Using the data below, please return every line exactly as given.

*** Opening EXCERPTED DATA ***

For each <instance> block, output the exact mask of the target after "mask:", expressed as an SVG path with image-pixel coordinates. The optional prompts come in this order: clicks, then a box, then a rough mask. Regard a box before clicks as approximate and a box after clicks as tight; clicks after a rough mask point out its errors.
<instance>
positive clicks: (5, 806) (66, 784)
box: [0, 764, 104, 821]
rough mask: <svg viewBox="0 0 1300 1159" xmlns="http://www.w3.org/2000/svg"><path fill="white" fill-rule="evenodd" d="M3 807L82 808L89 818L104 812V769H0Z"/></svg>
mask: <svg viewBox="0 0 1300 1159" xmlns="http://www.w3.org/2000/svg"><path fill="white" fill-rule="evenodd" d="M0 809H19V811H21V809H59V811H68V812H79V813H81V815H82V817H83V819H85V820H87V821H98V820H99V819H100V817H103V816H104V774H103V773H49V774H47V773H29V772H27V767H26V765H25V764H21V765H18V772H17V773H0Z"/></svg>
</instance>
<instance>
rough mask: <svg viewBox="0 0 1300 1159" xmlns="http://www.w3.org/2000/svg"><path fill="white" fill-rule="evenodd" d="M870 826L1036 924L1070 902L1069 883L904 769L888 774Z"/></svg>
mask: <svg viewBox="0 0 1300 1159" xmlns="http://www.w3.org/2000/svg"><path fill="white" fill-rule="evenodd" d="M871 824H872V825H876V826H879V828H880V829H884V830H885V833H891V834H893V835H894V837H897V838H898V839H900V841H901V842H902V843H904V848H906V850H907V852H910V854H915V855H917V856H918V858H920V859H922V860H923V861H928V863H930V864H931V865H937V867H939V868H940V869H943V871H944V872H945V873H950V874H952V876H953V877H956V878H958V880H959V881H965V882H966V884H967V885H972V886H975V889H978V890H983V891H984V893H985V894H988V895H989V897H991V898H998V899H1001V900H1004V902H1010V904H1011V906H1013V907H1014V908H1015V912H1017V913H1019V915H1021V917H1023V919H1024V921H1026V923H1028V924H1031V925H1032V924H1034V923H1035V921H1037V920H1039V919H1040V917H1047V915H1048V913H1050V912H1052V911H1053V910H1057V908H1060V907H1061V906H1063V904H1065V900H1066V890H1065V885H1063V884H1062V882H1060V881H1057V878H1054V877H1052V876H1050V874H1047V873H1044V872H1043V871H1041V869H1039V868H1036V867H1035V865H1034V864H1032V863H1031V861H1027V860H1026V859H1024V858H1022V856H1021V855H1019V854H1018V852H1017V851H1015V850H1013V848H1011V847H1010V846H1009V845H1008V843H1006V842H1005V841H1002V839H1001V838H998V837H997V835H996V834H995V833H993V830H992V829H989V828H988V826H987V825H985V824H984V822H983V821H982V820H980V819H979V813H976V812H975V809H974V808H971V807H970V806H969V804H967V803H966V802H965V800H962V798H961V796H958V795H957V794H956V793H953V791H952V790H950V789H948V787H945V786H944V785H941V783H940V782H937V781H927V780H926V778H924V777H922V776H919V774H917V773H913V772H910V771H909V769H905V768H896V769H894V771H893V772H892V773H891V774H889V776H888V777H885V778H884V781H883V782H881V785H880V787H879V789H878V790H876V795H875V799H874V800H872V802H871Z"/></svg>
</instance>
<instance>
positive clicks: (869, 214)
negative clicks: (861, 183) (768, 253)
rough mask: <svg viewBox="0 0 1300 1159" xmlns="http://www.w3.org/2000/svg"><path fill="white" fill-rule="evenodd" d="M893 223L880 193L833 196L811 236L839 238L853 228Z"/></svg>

*** Closing EXCERPTED DATA ***

ANSWER BELOW
For each <instance> block, output the exact mask of the target after "mask:", expressed as an SVG path with image-pixel coordinates. The optional prompts come in this order: clicks, then a box, then a rough mask. Regard a box before clicks as approximate and a box after clicks as tight; clicks after a rough mask point out its errors.
<instance>
positive clicks: (5, 806) (66, 784)
box: [0, 764, 104, 821]
rough mask: <svg viewBox="0 0 1300 1159" xmlns="http://www.w3.org/2000/svg"><path fill="white" fill-rule="evenodd" d="M3 807L82 808L89 818L104 812V769H0Z"/></svg>
mask: <svg viewBox="0 0 1300 1159" xmlns="http://www.w3.org/2000/svg"><path fill="white" fill-rule="evenodd" d="M0 809H19V811H21V809H59V811H68V812H79V813H81V815H82V817H83V819H85V820H87V821H98V820H99V819H100V817H103V816H104V774H103V773H49V774H47V773H29V772H27V767H26V765H25V764H21V765H18V772H17V773H0Z"/></svg>
</instance>
<instance>
rough mask: <svg viewBox="0 0 1300 1159" xmlns="http://www.w3.org/2000/svg"><path fill="white" fill-rule="evenodd" d="M870 826L1036 924L1070 902L1069 883L904 769L888 774Z"/></svg>
mask: <svg viewBox="0 0 1300 1159" xmlns="http://www.w3.org/2000/svg"><path fill="white" fill-rule="evenodd" d="M871 824H872V825H876V826H879V828H880V829H884V830H885V833H891V834H893V835H894V837H897V838H898V839H900V841H901V842H902V843H904V848H906V850H907V852H910V854H915V855H917V856H918V858H920V859H922V860H923V861H928V863H930V864H931V865H937V867H939V868H940V869H943V871H944V872H945V873H950V874H952V876H953V877H956V878H958V880H959V881H965V882H966V884H967V885H972V886H975V889H978V890H983V891H984V893H985V894H988V895H989V897H991V898H998V899H1001V900H1004V902H1010V904H1011V906H1013V907H1014V908H1015V912H1017V913H1019V915H1021V917H1023V919H1024V921H1026V923H1028V924H1031V925H1032V924H1034V923H1035V921H1037V920H1039V919H1040V917H1047V915H1048V913H1050V912H1052V911H1053V910H1057V908H1060V907H1061V906H1063V904H1065V900H1066V890H1065V885H1063V884H1062V882H1060V881H1057V878H1054V877H1052V876H1050V874H1047V873H1044V872H1043V871H1041V869H1039V868H1036V867H1035V865H1034V864H1032V863H1031V861H1027V860H1026V859H1024V858H1022V856H1021V855H1019V854H1018V852H1017V851H1015V850H1013V848H1011V847H1010V846H1009V845H1008V843H1006V842H1005V841H1002V839H1001V838H998V837H997V835H996V834H995V833H993V830H992V829H989V828H988V826H987V825H985V824H984V822H983V821H982V820H980V819H979V813H976V812H975V809H974V808H971V807H970V806H969V804H967V803H966V802H965V800H962V798H961V796H958V795H957V794H956V793H953V791H952V790H950V789H948V787H945V786H944V785H941V783H940V782H937V781H927V780H926V778H924V777H922V776H919V774H917V773H913V772H910V771H909V769H905V768H896V769H894V771H893V772H892V773H891V774H889V776H888V777H885V778H884V781H883V782H881V785H880V787H879V789H878V790H876V795H875V799H874V800H872V802H871Z"/></svg>
</instance>
<instance>
positive clicks: (869, 214)
negative clicks: (861, 183) (768, 253)
rough mask: <svg viewBox="0 0 1300 1159" xmlns="http://www.w3.org/2000/svg"><path fill="white" fill-rule="evenodd" d="M893 223L880 193L833 196L811 236L839 238L853 228Z"/></svg>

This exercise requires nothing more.